Work instructions: How many lines in the listing below contain the string "pylon", matching case exactly? Reply with only the number.

Extracted information:
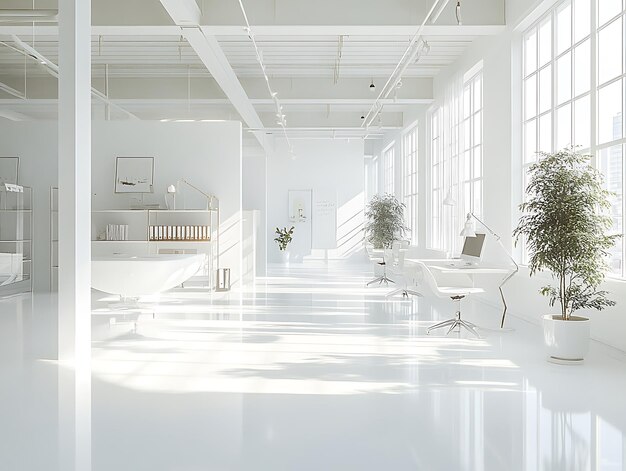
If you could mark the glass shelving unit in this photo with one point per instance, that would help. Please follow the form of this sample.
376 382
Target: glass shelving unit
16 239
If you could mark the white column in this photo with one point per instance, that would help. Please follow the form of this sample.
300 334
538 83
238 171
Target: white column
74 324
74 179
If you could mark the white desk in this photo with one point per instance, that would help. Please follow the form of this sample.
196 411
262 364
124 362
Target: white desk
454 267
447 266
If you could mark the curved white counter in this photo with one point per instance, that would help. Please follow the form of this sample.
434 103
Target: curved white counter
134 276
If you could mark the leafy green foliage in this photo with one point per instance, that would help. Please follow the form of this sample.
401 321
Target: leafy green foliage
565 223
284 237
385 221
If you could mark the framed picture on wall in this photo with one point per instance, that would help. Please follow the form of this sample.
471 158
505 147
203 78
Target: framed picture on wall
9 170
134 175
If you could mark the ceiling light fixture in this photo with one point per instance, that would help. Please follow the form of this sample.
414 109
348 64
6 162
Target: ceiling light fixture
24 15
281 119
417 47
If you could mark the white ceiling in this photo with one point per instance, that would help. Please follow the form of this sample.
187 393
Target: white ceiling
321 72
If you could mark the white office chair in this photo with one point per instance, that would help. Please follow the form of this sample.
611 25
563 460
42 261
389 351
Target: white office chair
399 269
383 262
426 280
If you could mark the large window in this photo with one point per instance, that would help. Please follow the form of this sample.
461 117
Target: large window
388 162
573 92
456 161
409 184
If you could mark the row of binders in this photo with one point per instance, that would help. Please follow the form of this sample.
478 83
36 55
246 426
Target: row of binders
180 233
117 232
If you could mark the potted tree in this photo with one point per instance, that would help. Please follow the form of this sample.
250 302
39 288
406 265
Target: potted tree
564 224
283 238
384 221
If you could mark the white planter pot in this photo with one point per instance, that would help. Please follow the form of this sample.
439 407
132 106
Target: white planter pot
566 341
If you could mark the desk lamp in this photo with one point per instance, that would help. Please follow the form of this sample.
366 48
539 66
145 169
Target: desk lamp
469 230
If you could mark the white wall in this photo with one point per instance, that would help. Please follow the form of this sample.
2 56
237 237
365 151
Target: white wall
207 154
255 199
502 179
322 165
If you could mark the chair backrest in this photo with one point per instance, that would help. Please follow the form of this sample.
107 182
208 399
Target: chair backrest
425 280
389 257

--

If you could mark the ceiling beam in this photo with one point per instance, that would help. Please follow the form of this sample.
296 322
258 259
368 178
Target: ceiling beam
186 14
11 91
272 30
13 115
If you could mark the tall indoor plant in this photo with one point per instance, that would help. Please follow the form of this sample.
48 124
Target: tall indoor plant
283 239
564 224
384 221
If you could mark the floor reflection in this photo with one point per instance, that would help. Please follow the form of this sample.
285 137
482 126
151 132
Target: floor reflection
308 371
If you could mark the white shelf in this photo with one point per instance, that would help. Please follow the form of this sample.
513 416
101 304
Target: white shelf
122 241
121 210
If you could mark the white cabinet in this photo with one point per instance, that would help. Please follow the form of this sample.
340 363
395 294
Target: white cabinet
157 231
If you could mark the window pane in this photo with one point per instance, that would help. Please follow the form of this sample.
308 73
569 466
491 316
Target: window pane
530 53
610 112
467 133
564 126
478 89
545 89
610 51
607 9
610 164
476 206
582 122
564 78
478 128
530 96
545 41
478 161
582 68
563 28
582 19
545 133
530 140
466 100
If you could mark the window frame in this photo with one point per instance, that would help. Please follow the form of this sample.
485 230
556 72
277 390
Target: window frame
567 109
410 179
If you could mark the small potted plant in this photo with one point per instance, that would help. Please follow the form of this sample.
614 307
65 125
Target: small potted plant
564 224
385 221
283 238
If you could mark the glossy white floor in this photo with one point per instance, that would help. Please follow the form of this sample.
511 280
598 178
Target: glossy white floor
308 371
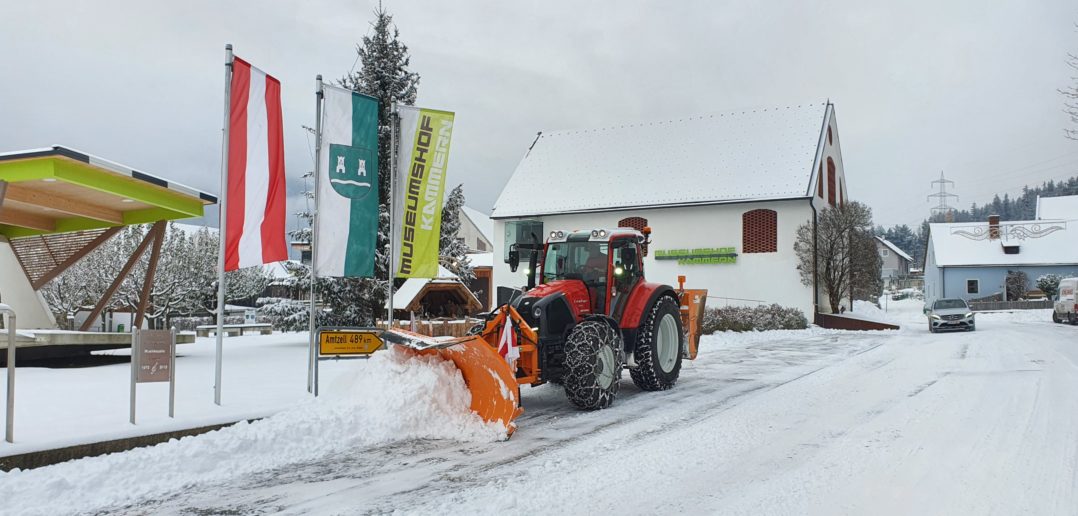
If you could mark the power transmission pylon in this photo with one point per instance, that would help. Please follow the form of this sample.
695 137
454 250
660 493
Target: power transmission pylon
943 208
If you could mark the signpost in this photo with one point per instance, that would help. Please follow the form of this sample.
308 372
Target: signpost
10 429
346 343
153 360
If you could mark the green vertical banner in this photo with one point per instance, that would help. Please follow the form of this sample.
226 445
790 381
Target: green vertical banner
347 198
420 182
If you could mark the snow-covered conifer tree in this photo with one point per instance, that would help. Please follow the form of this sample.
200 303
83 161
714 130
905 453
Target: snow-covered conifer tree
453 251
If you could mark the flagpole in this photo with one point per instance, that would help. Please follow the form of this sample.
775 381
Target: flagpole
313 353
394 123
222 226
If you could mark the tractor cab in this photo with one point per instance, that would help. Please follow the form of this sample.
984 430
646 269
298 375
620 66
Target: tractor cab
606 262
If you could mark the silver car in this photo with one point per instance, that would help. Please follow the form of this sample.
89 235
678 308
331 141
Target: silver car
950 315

Task result: 2